Problem to work on:
Please copy, exactly as they appear below, the lines from the one containing "Where can the eyebrow" through the one containing "Where can the upper eyelid".
━━━━━━━━━━━━━━━━
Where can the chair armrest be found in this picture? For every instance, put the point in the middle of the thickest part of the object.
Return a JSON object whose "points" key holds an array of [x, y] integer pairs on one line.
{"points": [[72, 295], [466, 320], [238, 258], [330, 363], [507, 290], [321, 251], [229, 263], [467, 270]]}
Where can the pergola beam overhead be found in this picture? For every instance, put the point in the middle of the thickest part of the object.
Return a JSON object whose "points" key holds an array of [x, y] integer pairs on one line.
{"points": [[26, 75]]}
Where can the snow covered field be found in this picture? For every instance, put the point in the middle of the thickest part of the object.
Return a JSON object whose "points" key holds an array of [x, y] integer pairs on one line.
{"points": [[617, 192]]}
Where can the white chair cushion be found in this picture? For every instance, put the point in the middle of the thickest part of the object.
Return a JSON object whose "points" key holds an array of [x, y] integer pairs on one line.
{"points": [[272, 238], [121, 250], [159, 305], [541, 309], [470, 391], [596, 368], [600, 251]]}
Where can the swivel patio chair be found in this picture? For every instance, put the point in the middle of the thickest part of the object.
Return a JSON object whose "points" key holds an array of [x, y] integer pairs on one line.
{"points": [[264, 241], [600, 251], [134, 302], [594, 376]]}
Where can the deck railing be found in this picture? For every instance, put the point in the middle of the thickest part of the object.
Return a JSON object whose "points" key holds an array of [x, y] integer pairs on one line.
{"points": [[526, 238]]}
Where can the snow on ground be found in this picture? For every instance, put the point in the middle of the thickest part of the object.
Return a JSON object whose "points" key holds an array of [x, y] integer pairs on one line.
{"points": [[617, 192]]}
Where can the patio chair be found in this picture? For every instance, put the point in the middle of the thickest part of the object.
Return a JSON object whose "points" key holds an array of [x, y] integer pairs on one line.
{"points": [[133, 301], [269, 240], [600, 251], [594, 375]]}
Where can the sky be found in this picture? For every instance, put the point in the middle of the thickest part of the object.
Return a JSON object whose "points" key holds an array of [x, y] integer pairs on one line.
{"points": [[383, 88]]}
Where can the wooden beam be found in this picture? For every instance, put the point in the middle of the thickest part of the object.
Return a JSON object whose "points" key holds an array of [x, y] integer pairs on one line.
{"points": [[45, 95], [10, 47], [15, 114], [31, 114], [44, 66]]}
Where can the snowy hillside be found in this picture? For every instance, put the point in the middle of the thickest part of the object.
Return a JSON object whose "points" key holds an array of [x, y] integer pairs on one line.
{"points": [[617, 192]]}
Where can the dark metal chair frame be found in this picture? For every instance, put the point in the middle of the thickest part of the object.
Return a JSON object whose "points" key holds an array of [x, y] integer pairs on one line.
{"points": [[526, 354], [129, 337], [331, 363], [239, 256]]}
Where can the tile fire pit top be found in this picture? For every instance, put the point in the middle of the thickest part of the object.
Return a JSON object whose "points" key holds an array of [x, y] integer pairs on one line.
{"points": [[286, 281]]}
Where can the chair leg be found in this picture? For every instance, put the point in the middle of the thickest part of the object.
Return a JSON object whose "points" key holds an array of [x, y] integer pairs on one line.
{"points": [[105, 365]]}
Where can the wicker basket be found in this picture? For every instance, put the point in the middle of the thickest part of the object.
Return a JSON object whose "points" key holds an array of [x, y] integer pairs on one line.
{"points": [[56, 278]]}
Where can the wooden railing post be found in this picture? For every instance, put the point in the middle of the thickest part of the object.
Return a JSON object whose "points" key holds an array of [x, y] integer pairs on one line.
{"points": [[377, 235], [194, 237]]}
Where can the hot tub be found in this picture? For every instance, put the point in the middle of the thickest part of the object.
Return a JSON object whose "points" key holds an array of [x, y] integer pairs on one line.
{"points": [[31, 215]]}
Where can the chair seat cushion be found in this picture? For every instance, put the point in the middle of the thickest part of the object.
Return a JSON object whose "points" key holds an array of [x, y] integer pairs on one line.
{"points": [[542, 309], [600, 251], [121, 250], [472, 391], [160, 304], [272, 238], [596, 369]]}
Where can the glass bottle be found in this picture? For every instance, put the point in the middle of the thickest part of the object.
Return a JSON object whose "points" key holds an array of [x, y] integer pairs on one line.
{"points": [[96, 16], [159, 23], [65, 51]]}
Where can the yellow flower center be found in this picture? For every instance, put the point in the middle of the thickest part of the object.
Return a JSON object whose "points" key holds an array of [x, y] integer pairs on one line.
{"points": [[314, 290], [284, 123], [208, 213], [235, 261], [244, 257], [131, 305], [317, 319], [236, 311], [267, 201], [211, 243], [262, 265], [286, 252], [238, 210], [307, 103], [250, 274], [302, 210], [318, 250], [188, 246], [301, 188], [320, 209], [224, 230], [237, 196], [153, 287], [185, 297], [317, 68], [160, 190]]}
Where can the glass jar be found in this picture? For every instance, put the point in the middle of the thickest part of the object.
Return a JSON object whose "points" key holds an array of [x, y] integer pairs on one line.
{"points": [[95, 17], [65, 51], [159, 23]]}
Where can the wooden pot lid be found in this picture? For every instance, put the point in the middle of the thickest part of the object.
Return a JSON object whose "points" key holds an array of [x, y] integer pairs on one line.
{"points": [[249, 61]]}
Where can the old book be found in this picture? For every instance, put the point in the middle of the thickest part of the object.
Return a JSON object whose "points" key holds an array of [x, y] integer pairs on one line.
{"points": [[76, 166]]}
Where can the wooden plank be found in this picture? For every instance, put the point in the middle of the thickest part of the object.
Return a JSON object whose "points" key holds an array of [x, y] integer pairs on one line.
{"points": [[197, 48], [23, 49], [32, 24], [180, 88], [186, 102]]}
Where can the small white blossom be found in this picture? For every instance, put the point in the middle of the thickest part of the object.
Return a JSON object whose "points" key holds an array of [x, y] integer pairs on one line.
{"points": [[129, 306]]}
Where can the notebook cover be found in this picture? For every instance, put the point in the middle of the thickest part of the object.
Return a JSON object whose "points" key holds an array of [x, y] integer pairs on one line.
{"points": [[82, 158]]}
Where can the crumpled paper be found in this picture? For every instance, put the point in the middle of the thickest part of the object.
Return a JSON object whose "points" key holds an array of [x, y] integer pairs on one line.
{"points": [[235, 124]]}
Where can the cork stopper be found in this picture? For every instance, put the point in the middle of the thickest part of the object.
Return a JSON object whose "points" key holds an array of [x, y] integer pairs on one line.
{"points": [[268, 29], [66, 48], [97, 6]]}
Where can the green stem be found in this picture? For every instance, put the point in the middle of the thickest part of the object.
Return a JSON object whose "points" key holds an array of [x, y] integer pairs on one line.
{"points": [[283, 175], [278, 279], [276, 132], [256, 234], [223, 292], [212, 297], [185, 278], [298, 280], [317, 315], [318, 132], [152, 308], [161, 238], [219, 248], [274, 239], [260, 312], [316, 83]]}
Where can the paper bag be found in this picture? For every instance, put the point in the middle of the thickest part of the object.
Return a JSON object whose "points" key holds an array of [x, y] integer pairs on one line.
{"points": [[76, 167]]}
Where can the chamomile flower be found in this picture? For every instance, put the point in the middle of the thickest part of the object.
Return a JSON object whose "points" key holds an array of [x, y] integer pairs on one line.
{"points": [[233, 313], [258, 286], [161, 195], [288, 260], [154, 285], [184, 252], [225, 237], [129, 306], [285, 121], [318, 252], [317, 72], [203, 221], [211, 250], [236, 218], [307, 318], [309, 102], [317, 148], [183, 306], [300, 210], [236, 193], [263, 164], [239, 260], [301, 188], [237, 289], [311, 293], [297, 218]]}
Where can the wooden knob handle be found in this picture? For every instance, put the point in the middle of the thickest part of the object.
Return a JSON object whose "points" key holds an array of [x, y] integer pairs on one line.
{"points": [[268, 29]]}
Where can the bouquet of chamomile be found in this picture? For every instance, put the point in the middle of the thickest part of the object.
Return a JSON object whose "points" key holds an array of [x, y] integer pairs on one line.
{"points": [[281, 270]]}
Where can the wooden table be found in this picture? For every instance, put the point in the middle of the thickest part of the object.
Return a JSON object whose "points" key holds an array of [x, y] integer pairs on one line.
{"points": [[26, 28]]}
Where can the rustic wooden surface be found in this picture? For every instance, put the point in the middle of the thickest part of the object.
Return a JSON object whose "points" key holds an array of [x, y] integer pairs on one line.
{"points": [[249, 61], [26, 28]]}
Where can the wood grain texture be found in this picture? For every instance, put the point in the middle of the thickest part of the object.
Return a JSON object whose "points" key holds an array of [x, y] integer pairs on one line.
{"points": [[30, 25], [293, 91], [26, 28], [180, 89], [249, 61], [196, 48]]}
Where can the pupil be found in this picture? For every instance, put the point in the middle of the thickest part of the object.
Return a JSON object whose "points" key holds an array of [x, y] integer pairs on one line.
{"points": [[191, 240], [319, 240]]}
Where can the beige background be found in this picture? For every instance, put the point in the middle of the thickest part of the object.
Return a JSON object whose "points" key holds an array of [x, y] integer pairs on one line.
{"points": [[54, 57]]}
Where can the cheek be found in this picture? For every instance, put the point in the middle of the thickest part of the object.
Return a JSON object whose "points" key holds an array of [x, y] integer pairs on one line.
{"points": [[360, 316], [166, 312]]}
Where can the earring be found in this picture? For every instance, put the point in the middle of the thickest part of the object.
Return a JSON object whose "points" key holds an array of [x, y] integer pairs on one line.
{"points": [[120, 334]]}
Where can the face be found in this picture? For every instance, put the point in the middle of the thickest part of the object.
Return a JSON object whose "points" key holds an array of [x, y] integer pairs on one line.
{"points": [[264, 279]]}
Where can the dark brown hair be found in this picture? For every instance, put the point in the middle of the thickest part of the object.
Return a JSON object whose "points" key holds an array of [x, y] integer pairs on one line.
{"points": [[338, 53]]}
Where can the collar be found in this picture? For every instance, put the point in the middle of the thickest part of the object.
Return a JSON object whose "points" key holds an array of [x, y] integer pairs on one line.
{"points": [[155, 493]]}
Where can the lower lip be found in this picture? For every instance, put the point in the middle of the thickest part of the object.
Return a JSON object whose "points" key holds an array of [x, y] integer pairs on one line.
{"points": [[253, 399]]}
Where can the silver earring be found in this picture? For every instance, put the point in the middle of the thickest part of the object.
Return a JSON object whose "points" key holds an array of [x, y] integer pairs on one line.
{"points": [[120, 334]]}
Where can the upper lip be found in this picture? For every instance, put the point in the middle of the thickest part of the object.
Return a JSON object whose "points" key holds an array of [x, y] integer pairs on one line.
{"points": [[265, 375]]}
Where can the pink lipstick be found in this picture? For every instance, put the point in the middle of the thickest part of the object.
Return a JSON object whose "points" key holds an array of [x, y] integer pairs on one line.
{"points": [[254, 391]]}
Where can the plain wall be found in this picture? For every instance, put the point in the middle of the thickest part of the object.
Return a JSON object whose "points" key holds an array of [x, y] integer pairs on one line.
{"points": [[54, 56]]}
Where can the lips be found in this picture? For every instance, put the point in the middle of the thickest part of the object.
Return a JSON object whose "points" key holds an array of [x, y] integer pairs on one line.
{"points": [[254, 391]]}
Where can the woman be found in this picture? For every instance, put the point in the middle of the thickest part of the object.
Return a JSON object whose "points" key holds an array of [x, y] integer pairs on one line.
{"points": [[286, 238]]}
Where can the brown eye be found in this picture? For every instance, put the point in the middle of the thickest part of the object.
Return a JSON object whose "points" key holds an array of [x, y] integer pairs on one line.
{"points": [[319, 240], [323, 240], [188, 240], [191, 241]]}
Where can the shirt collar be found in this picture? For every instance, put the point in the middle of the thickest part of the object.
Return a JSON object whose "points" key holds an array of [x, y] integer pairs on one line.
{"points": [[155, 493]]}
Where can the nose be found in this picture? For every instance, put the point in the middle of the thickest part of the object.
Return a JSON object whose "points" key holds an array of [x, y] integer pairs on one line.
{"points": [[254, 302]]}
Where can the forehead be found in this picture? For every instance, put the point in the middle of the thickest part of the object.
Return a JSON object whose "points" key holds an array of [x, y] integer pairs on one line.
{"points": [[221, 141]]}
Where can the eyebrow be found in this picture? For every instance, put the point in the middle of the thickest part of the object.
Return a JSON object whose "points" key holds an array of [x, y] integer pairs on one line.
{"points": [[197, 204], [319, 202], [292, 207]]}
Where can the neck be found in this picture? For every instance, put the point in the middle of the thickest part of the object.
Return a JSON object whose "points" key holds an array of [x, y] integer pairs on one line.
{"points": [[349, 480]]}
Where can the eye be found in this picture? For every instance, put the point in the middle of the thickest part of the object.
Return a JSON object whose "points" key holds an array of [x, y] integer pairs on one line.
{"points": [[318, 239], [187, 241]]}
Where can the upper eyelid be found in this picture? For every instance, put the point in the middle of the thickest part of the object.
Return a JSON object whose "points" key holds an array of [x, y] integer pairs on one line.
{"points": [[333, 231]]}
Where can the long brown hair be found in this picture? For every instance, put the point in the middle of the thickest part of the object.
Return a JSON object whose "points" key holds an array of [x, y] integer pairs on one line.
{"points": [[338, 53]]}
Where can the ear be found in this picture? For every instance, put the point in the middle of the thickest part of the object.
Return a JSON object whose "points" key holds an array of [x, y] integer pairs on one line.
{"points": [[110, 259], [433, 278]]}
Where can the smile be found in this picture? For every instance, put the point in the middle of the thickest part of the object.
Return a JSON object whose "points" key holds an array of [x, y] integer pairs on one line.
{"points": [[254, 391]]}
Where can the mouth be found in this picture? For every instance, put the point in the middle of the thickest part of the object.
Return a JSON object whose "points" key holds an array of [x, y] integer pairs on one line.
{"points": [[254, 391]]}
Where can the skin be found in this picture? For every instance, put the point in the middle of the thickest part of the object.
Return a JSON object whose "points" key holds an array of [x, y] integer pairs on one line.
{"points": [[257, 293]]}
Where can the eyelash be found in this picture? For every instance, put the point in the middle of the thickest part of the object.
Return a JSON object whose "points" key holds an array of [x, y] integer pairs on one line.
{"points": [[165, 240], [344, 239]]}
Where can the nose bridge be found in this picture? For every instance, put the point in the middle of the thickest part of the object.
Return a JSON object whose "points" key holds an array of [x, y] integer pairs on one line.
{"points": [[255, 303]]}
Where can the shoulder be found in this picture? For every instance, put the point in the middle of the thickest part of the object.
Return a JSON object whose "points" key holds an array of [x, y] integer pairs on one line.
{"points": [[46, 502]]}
━━━━━━━━━━━━━━━━
Result:
Where can the eyebrow be found in this picture? For every instance, put the point in the middle of the thickest part of the object.
Return a JSON object whose "points" key holds an array of [x, y] integer pairs on one line.
{"points": [[197, 204], [319, 202], [292, 207]]}
Where can the neck be found in this picture? For every instance, put the point in the middle of the thickest part of the object.
Return a JSON object whose "points" key holds an array of [x, y] integer pairs on one line.
{"points": [[349, 480]]}
Where can the eye be found in this picture? For every instance, put the point in the middle of the thickest part of the object.
Return a JSON object whose "points" key holds an array of [x, y] integer pairs on one line.
{"points": [[318, 239], [187, 241]]}
Where can the upper eyelid be found in this picture? For every instance, put the point in the middle of the thickest part of the object.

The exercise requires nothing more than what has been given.